■ Soal Latihan 1: Cetak tanpa perubahan penggalan artikel tentang seruan Shinzo Abe soal senjata nuklir AS, yaitu bentangan dari "Abe, yang memimpin" sampai dengan "menurut Nikkei Asia.".

Penulis
Intisari-Online.com - Di tengah perang Rusia ke Ukraina, situasi memanas terjadi antara China dan Jepang.
Baru-baru ini, mantan perdana menteri berpengaruh Shinzo Abe menyerukan Tokyo untuk mempertimbangkan menjadi tuan rumah senjata nuklir AS.
Hal itu menimbulkan tanggapan keras dari China dan memperingatkan agar Jepang berhati-hati dan berhenti memprovokasi.
Melansir theguardian.com (1/3/2022), Shinzo Abe menyerukan agar Tokyo mempertimbangkan untuk menjadi tuan rumah senjata nuklir AS setelah invasi Rusia ke Ukraina dan meningkatnya kekhawatiran atas agresi China terhadap Taiwan.
Abe, yang memimpin rekor anggaran pertahanan sebelum mengundurkan diri pada 2020, mengatakan Jepang harus membuang tabu seputar kepemilikan senjata nuklirnya setelah pecahnya perang di Eropa.
“Di NATO , Jerman, Belgia, Belanda dan Italia mengambil bagian dalam berbagi nuklir, menjadi tuan rumah senjata nuklir Amerika,” kata Abe dalam sebuah wawancara TV, menurut Nikkei Asia.
“Kita perlu memahami bagaimana keamanan dijaga di seluruh dunia dan tidak menganggapnya tabu untuk berdiskusi secara terbuka.
“Kita harus dengan tegas mempertimbangkan berbagai pilihan ketika kita berbicara tentang bagaimana kita dapat melindungi Jepang dan kehidupan rakyatnya dalam kenyataan ini.”
Baca Juga: Ini 3 Tokoh Bandung Lautan Api, Nomor 2 Sampai Korbankan Nyawanya
Jepang yang merupakan satu-satunya negara yang pernah diserang dengan senjata nuklir, di Hiroshima dan Nagasaki, adalah bagian dari payung nuklir AS.
Tetapi, selama satu dekade Jepang menganut tiga prinsip non-nuklir, bahwa Jepang tidak akan memproduksi atau memiliki senjata nuklir atau mengizinkannya di wilayahnya.
Menanggapi seruan Abe, Perdana Menteri Jepang, Fumio Kishida, dengan cepat menolak untuk berdebat tentang opsi berbagi nuklir.
"Ini tidak dapat diterima mengingat sikap negara kita mempertahankan tiga prinsip non-nuklir," Kishida, yang mewakili konstituen di Hiroshima, mengatakan kepada anggota parlemen minggu ini.
Sementara juru bicara kementerian luar negeri China, Wang Wenbin, berujar bahwa politisi Jepang sering secara terang-terangan membuat pernyataan palsu.
“Politisi Jepang telah sering menyebarkan kekeliruan terkait dengan Taiwan dan bahkan secara terang-terangan membuat pernyataan palsu yang melanggar tiga prinsip non-nuklir negara itu," katanya kepada wartawan di Beijing.
“Kami sangat meminta Jepang untuk secara mendalam merenungkan sejarahnya," imbuhnya.

■ Soal Latihan 2: Susun semua baris catatan di bawah ini sebagai tabel Markdown dengan kolom "Nomor" dan "Baris Catatan", dan lewati baris yang kosong. Jangan sertakan gambar dalam jawaban.

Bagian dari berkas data
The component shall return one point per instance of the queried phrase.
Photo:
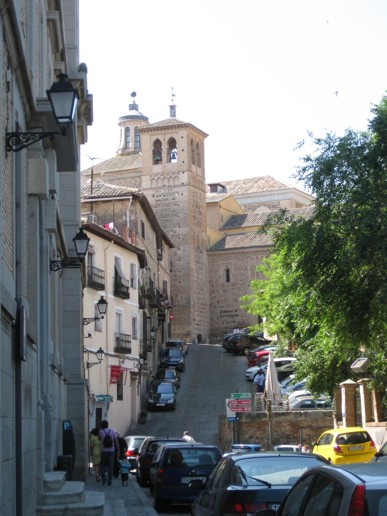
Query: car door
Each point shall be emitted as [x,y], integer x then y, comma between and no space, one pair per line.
[207,501]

■ Hasil yang Benar 1:
Abe, yang memimpin rekor anggaran pertahanan sebelum mengundurkan diri pada 2020, mengatakan Jepang harus membuang tabu seputar kepemilikan senjata nuklirnya setelah pecahnya perang di Eropa.
“Di NATO , Jerman, Belgia, Belanda dan Italia mengambil bagian dalam berbagi nuklir, menjadi tuan rumah senjata nuklir Amerika,” kata Abe dalam sebuah wawancara TV, menurut Nikkei Asia.

■ Hasil yang Benar 2:
| Nomor | Baris Catatan |
|---|---|
| 1 | The component shall return one point per instance of the queried phrase. |
| 2 | Photo: |
| 3 | Query: car door |
| 4 | Each point shall be emitted as [x,y], integer x then y, comma between and no space, one pair per line. |
| 5 | [207,501] |